TASK INPUTS:
******************************
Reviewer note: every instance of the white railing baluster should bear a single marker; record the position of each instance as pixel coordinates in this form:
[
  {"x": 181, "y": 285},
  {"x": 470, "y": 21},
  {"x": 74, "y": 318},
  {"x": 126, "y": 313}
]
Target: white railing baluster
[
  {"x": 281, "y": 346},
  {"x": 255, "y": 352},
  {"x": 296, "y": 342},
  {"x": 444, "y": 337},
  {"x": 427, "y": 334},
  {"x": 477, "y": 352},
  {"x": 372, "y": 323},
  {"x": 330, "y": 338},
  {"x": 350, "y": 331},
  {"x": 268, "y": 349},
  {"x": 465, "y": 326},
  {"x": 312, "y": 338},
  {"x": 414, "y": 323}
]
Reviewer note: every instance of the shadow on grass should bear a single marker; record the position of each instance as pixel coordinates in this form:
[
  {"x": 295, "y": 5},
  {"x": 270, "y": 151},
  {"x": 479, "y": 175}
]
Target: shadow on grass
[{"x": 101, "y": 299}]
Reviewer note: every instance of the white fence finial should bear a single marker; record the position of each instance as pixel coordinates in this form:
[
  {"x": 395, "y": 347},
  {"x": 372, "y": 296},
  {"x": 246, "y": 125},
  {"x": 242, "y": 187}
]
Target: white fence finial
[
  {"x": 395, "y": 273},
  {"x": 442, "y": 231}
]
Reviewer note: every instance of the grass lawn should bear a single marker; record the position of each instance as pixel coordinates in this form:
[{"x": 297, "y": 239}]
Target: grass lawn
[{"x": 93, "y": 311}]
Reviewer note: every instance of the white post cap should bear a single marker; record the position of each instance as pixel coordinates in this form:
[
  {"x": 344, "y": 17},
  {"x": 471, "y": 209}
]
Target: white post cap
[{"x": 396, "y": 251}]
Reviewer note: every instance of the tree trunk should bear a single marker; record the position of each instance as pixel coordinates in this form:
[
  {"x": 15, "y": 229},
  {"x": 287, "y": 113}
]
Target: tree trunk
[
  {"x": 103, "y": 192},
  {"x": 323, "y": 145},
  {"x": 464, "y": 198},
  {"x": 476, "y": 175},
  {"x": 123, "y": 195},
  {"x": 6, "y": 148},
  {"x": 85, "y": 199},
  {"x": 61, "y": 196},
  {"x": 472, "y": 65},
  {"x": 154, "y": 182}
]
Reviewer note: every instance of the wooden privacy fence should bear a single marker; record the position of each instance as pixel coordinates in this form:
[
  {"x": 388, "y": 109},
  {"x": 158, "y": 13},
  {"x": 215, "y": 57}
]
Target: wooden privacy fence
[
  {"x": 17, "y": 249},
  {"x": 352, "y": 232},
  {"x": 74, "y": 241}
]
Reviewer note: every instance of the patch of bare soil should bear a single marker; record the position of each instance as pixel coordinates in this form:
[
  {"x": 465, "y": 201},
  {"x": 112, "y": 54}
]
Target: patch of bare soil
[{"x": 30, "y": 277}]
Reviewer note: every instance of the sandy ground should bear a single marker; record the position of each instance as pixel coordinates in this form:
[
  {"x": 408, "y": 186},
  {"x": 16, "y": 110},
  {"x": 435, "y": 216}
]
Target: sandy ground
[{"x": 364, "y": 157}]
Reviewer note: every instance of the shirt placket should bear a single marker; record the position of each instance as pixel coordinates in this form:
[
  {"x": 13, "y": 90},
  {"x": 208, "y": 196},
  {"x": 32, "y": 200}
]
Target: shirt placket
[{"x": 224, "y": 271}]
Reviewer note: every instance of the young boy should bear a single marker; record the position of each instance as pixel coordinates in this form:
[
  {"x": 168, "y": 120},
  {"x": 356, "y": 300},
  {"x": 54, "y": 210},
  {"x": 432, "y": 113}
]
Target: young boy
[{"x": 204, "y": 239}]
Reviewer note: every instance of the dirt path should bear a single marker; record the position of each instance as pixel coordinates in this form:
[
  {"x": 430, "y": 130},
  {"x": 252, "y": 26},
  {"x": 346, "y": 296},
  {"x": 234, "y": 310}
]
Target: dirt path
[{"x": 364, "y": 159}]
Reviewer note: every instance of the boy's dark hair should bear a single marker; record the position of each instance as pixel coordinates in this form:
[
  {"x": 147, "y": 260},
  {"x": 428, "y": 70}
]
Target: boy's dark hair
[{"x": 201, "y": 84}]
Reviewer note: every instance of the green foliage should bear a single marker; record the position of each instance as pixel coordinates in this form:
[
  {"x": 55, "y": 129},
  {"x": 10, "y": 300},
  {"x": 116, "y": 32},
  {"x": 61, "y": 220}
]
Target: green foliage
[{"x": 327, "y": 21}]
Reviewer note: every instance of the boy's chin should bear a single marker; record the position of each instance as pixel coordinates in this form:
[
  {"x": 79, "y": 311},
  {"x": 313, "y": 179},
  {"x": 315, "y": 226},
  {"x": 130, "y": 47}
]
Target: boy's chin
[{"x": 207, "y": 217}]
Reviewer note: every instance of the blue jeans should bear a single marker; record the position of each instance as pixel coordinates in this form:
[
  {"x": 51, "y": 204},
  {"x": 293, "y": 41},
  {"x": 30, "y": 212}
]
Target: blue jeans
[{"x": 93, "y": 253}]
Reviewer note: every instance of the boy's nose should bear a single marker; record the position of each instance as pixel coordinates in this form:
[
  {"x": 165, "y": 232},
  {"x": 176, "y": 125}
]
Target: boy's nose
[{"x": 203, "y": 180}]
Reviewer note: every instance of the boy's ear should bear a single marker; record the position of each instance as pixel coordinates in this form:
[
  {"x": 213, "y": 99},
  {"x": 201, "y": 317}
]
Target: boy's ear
******************************
REQUIRED WORK: Exactly reproduce every line of the data above.

FULL SOLUTION:
Reviewer note: every instance of the white railing baluster should bear a single marker; record the position of each instance as pixel coordinates in this form:
[
  {"x": 181, "y": 285},
  {"x": 470, "y": 21},
  {"x": 74, "y": 318},
  {"x": 126, "y": 313}
]
Target: white railing baluster
[
  {"x": 281, "y": 346},
  {"x": 255, "y": 352},
  {"x": 296, "y": 342},
  {"x": 444, "y": 337},
  {"x": 427, "y": 334},
  {"x": 477, "y": 352},
  {"x": 372, "y": 323},
  {"x": 330, "y": 338},
  {"x": 350, "y": 331},
  {"x": 268, "y": 349},
  {"x": 465, "y": 326},
  {"x": 312, "y": 338},
  {"x": 414, "y": 323}
]
Reviewer note: every instance of the shadow on grass should bear a single marker; record the position of each instance as pixel coordinates in this form:
[
  {"x": 295, "y": 5},
  {"x": 270, "y": 151},
  {"x": 479, "y": 175}
]
Target: shadow on grass
[{"x": 101, "y": 299}]
Reviewer note: every instance of the white fence finial should bear a single marker; record the position of each instance as pixel coordinates in this form:
[
  {"x": 395, "y": 347},
  {"x": 372, "y": 296},
  {"x": 246, "y": 125},
  {"x": 242, "y": 187}
]
Target: white fence finial
[
  {"x": 395, "y": 273},
  {"x": 442, "y": 231}
]
Reviewer note: every instance of the grass lawn should bear a single marker; record the position of each instance as pixel coordinates in this form:
[{"x": 297, "y": 239}]
Target: grass lawn
[{"x": 93, "y": 311}]
Reviewer note: every instance of the white post cap should bear a single marker; record the position of each instance as pixel coordinates in this form:
[
  {"x": 344, "y": 17},
  {"x": 471, "y": 209}
]
Target: white post cap
[{"x": 396, "y": 251}]
Reviewer note: every instance of the tree trunk should bear a single marker; record the position of each instance as pixel coordinates in this form:
[
  {"x": 15, "y": 229},
  {"x": 287, "y": 113}
]
Target: tree trunk
[
  {"x": 103, "y": 192},
  {"x": 323, "y": 145},
  {"x": 464, "y": 198},
  {"x": 476, "y": 175},
  {"x": 123, "y": 195},
  {"x": 6, "y": 148},
  {"x": 85, "y": 199},
  {"x": 61, "y": 196},
  {"x": 472, "y": 65},
  {"x": 154, "y": 182}
]
Reviewer note: every instance of the wooden privacy fence should bear a single marker; record the position of each instance as pixel coordinates in this form:
[
  {"x": 388, "y": 109},
  {"x": 158, "y": 13},
  {"x": 215, "y": 57}
]
Target: wooden privacy fence
[
  {"x": 17, "y": 249},
  {"x": 352, "y": 232},
  {"x": 74, "y": 241}
]
Reviewer note: every instance of the patch of bare soil should bear a single marker; record the position of each instance as pixel coordinates in this form:
[
  {"x": 465, "y": 201},
  {"x": 112, "y": 54}
]
Target: patch of bare soil
[{"x": 30, "y": 277}]
Reviewer note: every instance of the sandy ground should bear a single marker; record the position of each instance as pixel coordinates in this form:
[
  {"x": 408, "y": 186},
  {"x": 16, "y": 110},
  {"x": 435, "y": 216}
]
Target: sandy ground
[{"x": 364, "y": 157}]
Reviewer note: every instance of the shirt placket should bear a single marker; record the position of each instance as pixel coordinates in this form:
[
  {"x": 13, "y": 90},
  {"x": 208, "y": 196},
  {"x": 32, "y": 200}
]
Target: shirt placket
[{"x": 224, "y": 271}]
Reviewer note: every instance of the young boy should bear a single marker; record the position of each instance as pixel coordinates in this form:
[
  {"x": 168, "y": 120},
  {"x": 356, "y": 300},
  {"x": 54, "y": 210},
  {"x": 432, "y": 113}
]
Target: young boy
[{"x": 204, "y": 239}]
Reviewer note: every instance of the dirt path should bear a single marker; record the position of each instance as pixel coordinates in this form:
[
  {"x": 430, "y": 130},
  {"x": 252, "y": 26},
  {"x": 346, "y": 296},
  {"x": 234, "y": 310}
]
Target: dirt path
[{"x": 364, "y": 159}]
Reviewer note: every instance of the boy's dark hair should bear a single marker; record the position of each instance as pixel coordinates in this form:
[
  {"x": 147, "y": 260},
  {"x": 428, "y": 70}
]
Target: boy's dark hair
[{"x": 201, "y": 84}]
Reviewer note: every instance of the green foliage should bear a single marker; record the position of each instance as pixel coordinates in this form:
[
  {"x": 55, "y": 129},
  {"x": 10, "y": 300},
  {"x": 116, "y": 32},
  {"x": 61, "y": 220}
]
Target: green foliage
[{"x": 327, "y": 21}]
Reviewer note: every instance of the boy's chin should bear a single marker; record the position of each instance as pixel coordinates in this form:
[
  {"x": 79, "y": 311},
  {"x": 313, "y": 179},
  {"x": 315, "y": 226},
  {"x": 130, "y": 47}
]
Target: boy's chin
[{"x": 207, "y": 217}]
Reviewer note: every instance of the blue jeans should bear a single marker; record the position of each instance as pixel coordinates in this form:
[
  {"x": 51, "y": 204},
  {"x": 293, "y": 41},
  {"x": 30, "y": 212}
]
Target: blue jeans
[{"x": 93, "y": 253}]
Reviewer note: every instance of the boy's nose should bear a single marker; record the position of each instance as pixel coordinates in this form:
[
  {"x": 165, "y": 232},
  {"x": 176, "y": 125}
]
Target: boy's nose
[{"x": 203, "y": 180}]
Reviewer note: every instance of the boy's ear should bear a single marker; record the position of each instance as pixel coordinates in this form:
[
  {"x": 213, "y": 99},
  {"x": 201, "y": 317}
]
Target: boy's ear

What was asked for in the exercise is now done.